» Description of the task
Transcribe the data exactly, pictures excluded.

**** Supplied information ****

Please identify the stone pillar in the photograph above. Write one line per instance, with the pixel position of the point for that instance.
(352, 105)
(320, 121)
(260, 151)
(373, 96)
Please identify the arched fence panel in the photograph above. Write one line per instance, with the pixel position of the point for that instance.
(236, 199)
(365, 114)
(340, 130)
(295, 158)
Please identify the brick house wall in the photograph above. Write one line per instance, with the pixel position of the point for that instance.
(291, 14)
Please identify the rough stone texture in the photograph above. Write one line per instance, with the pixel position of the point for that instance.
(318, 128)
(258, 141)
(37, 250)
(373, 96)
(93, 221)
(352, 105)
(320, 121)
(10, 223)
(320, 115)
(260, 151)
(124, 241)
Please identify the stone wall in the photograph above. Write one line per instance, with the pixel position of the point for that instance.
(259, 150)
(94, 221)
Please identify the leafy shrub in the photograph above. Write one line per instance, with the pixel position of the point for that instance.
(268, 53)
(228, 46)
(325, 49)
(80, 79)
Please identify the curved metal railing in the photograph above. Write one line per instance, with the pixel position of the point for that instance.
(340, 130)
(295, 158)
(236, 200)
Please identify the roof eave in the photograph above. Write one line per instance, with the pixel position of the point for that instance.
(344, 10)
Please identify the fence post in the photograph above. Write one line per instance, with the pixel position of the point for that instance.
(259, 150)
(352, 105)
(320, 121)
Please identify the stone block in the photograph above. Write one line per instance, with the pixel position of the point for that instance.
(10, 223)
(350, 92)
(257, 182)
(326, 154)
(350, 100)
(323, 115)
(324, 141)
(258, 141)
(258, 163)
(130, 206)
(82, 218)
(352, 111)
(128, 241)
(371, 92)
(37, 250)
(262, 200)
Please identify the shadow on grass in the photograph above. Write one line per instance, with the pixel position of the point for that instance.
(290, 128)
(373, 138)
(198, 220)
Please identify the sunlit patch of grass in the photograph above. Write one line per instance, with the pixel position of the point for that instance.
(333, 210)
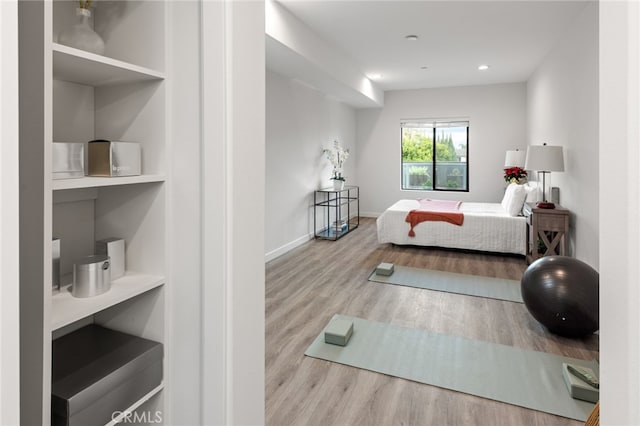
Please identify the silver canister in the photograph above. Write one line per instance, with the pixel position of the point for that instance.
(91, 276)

****

» Answer box
Please identify the stone pillar in the photograph above. Write one line per instance, with the pixel position of the point for that instance.
(352, 105)
(320, 121)
(260, 151)
(373, 96)
Please identify the arched fence panel in the photograph above. Write one line per instance, with the pixel position of the point for that instance.
(236, 199)
(365, 114)
(340, 130)
(295, 158)
Please identify the brick house wall in the photograph above. Write one line per instance, with the pixel position of the point for that instance.
(291, 14)
Please identify the rough stone texture in the photograph above. Write one line per instance, with the pixel position of the point for that instance.
(318, 128)
(258, 141)
(37, 250)
(373, 96)
(93, 221)
(352, 105)
(320, 121)
(10, 223)
(320, 115)
(260, 151)
(124, 241)
Please identify the stone wall in the photograph above. Write one line per instance, with the pixel position of the point for that instance.
(259, 150)
(94, 221)
Please identify the leafy shrub in the photograph above. Write one line per instance, with the pixel position of the point for that instance.
(268, 53)
(228, 46)
(325, 49)
(80, 79)
Please identify the curved metal railing in the photograph above. Write one line per instance, with the pixel position of the point for that instance.
(340, 130)
(295, 158)
(236, 200)
Please identify the roof eave in the photograph above. Write one line per instance, with the pixel position of the point for that instance.
(344, 10)
Please identify the fence post in the photograph above. Write one line per instance, with the pixel position of the point for that instance.
(259, 150)
(352, 105)
(320, 121)
Please identify the stone block in the photograph above. Write one line per instance, with the pixel position of the point for that instance.
(10, 223)
(350, 92)
(257, 182)
(326, 154)
(350, 100)
(323, 115)
(324, 141)
(258, 141)
(258, 163)
(130, 206)
(82, 218)
(352, 111)
(128, 241)
(371, 92)
(37, 250)
(262, 200)
Please identify the shadow on grass in the photograph above. Write one line per instance, with the pixel position of the point for that instance.
(290, 128)
(373, 138)
(198, 220)
Please identify the sunlit patch of grass in the photograph above. Write one line per instance, with the pixel position of the point for that instance.
(333, 210)
Please identify the silver canister in the photograph above. Write one line per instance, with the pixel position of the point for that instance.
(91, 276)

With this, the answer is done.